Exercise details: Output nothing but the lines from the line with "Would you be able to indicate the hiker" through the end of the listing below, both ends included.

Supplied material:

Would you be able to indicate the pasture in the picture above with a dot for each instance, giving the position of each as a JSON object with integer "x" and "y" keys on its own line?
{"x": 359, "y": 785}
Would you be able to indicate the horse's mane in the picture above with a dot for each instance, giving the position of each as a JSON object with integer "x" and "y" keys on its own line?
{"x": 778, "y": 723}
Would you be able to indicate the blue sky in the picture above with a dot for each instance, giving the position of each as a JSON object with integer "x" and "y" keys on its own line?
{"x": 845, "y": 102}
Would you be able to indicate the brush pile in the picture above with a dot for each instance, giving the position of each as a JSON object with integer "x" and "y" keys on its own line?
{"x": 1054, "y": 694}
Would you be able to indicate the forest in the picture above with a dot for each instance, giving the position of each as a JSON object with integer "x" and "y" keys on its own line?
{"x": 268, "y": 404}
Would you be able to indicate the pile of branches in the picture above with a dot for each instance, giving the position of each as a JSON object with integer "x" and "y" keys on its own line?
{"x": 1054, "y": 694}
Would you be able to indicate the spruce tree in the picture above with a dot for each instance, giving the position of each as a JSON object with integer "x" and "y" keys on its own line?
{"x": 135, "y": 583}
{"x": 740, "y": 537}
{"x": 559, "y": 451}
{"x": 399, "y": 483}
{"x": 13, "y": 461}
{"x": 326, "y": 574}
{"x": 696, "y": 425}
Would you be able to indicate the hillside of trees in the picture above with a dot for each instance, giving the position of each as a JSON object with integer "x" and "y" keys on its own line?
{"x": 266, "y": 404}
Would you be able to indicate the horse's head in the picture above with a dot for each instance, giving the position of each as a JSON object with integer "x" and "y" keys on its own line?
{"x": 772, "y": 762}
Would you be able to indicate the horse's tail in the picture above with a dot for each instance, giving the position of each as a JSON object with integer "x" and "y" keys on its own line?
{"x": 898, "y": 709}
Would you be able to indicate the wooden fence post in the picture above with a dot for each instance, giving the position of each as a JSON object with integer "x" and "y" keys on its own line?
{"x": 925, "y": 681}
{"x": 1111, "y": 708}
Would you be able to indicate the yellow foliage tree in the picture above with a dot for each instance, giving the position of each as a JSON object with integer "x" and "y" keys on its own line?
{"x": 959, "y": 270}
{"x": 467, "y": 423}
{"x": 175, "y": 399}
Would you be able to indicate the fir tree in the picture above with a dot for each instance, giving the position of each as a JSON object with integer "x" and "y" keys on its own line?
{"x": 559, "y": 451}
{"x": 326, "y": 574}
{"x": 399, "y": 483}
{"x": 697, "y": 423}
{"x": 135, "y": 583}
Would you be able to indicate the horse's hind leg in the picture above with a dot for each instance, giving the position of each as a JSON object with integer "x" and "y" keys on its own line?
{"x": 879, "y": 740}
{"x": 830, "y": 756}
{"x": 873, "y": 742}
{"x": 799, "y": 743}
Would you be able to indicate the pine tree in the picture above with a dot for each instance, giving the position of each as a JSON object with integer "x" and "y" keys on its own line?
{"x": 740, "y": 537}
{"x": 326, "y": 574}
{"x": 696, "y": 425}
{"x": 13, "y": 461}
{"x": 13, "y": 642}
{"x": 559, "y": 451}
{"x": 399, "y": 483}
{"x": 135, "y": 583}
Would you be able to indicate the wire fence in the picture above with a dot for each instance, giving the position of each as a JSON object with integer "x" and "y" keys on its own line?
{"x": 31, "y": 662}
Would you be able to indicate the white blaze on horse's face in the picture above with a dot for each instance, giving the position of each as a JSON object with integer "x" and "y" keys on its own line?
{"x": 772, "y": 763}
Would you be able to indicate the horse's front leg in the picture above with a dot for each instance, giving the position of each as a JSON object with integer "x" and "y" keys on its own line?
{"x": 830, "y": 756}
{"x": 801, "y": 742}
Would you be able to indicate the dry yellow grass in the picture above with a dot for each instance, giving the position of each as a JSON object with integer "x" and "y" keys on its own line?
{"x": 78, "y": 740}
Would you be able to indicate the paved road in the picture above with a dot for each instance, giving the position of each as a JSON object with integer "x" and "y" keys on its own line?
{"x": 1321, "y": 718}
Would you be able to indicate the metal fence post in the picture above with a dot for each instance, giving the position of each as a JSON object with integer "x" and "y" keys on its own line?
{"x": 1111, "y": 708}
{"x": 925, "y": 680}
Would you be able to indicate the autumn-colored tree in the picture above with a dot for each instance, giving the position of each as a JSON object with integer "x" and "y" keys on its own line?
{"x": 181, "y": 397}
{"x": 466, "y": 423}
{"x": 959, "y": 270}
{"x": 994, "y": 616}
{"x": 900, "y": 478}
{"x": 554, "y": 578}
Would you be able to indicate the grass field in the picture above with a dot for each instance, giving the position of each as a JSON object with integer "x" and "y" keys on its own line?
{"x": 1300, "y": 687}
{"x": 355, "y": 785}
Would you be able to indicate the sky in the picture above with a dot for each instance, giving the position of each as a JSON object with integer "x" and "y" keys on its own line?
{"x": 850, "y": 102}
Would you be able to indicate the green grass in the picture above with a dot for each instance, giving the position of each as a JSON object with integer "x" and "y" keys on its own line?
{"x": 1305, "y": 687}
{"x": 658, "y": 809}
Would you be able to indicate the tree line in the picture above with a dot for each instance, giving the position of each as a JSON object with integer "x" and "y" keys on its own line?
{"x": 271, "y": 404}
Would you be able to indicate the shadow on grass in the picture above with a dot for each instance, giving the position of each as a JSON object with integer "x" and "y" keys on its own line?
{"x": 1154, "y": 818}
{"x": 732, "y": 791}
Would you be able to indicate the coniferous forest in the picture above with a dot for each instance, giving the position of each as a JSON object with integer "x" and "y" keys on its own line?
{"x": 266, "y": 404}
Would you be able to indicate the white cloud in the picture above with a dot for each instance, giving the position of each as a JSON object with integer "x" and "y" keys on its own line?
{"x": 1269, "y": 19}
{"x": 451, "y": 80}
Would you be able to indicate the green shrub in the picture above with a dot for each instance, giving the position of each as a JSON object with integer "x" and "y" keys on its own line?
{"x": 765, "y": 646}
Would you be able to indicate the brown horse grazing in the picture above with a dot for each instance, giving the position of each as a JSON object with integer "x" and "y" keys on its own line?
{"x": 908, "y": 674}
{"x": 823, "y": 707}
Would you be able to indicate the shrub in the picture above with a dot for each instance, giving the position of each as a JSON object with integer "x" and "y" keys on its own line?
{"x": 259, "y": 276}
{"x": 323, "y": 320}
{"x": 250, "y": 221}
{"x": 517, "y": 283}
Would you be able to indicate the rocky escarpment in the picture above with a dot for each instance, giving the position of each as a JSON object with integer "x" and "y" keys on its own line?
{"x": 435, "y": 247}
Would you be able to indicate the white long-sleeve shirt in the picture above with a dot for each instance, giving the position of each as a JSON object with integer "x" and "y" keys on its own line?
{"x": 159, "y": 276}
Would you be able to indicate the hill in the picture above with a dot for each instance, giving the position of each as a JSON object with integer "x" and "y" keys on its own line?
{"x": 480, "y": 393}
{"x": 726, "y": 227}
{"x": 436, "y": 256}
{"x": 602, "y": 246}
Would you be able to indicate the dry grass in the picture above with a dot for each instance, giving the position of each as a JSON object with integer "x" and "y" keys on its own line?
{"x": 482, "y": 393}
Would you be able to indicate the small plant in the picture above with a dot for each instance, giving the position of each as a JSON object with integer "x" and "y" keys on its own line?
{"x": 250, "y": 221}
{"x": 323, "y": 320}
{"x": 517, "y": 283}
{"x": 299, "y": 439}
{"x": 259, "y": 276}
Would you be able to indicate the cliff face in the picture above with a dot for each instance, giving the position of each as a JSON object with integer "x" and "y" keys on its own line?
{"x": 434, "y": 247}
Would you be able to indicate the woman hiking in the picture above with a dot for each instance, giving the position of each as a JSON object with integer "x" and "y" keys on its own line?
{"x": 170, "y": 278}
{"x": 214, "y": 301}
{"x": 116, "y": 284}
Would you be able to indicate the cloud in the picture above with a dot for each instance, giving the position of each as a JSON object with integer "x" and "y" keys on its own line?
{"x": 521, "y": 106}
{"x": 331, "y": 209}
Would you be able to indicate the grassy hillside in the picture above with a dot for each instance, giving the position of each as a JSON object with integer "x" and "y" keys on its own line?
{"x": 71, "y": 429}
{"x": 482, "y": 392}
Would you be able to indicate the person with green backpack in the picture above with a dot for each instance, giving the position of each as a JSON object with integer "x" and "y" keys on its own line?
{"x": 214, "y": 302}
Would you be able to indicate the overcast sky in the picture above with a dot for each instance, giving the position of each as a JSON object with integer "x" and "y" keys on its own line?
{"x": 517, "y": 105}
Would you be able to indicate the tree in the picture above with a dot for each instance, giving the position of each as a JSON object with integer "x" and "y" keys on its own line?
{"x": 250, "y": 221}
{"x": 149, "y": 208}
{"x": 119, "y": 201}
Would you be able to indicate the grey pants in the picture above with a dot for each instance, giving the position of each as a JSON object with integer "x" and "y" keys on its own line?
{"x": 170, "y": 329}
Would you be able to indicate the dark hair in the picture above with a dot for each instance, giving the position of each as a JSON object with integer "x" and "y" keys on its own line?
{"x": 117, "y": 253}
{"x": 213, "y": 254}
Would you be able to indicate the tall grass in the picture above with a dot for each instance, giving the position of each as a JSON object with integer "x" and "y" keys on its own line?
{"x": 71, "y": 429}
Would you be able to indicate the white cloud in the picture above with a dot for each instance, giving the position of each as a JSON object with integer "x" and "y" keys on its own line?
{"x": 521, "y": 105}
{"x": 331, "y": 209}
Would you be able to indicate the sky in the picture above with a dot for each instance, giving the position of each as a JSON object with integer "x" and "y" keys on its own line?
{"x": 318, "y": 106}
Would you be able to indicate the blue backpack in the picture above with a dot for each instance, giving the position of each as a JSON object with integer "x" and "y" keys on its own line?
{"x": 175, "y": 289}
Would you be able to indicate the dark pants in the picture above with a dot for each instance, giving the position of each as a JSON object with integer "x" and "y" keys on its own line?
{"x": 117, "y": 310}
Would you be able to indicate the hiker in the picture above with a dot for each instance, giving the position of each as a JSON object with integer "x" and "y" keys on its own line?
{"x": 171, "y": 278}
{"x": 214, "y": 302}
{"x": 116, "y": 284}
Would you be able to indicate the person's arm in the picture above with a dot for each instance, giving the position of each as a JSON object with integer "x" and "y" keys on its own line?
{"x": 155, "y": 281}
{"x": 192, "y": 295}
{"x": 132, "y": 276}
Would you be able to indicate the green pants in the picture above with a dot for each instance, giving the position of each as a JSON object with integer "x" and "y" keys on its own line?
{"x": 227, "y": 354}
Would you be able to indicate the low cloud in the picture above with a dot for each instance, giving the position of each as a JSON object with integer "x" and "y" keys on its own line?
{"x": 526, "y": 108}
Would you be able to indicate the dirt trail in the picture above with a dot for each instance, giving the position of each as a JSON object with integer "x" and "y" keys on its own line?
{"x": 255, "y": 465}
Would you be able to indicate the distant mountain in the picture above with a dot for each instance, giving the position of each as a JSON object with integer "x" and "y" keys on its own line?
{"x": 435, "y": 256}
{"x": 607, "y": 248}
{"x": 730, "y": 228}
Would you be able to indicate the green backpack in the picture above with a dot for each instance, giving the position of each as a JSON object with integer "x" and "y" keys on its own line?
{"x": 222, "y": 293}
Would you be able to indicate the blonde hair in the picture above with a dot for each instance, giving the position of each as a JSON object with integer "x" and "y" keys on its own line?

Result of this exercise:
Would you be able to indicate the hiker in the picture above with a dot for each instance, giving the position of each as a JSON object with integer "x" and "y" keys on its own line?
{"x": 171, "y": 278}
{"x": 214, "y": 302}
{"x": 116, "y": 284}
Would you be able to indicate the person's arm in the picture above with a dot for each instance, giving the position of each as a JSON object with integer "x" and "y" keys on its own line?
{"x": 155, "y": 281}
{"x": 192, "y": 295}
{"x": 132, "y": 276}
Would you be able to indicate the green pants in the picture above with a dot for each instance, giving the position of each as a JSON object with integer "x" and "y" keys on its own line?
{"x": 227, "y": 354}
Would you be able to indicate the low cloud in the picture above with a dot for each instance, giving the position of each as a JSON object with integer "x" and "y" keys on its own line?
{"x": 526, "y": 108}
Would you be able to indicate the dirt trail in the picture above with a dot for each instance, giving the position of each as a JSON object with integer "x" and "y" keys on its own line?
{"x": 255, "y": 465}
Would you be able to indicate the distant mountain in the picture above with a dot for each instance, giving the position of each as a JSON object with integer "x" and "y" keys on its own line?
{"x": 435, "y": 256}
{"x": 607, "y": 248}
{"x": 730, "y": 228}
Would you be able to indicate the green backpack in the picture above with a dot for each instance, giving the position of each as a JSON object with integer "x" and "y" keys on its own line?
{"x": 222, "y": 293}
Would you be able to indicate the blonde hair in the picture above with a dot for each instance, giving the position of each as a JSON object with integer "x" and "y" keys on its own line?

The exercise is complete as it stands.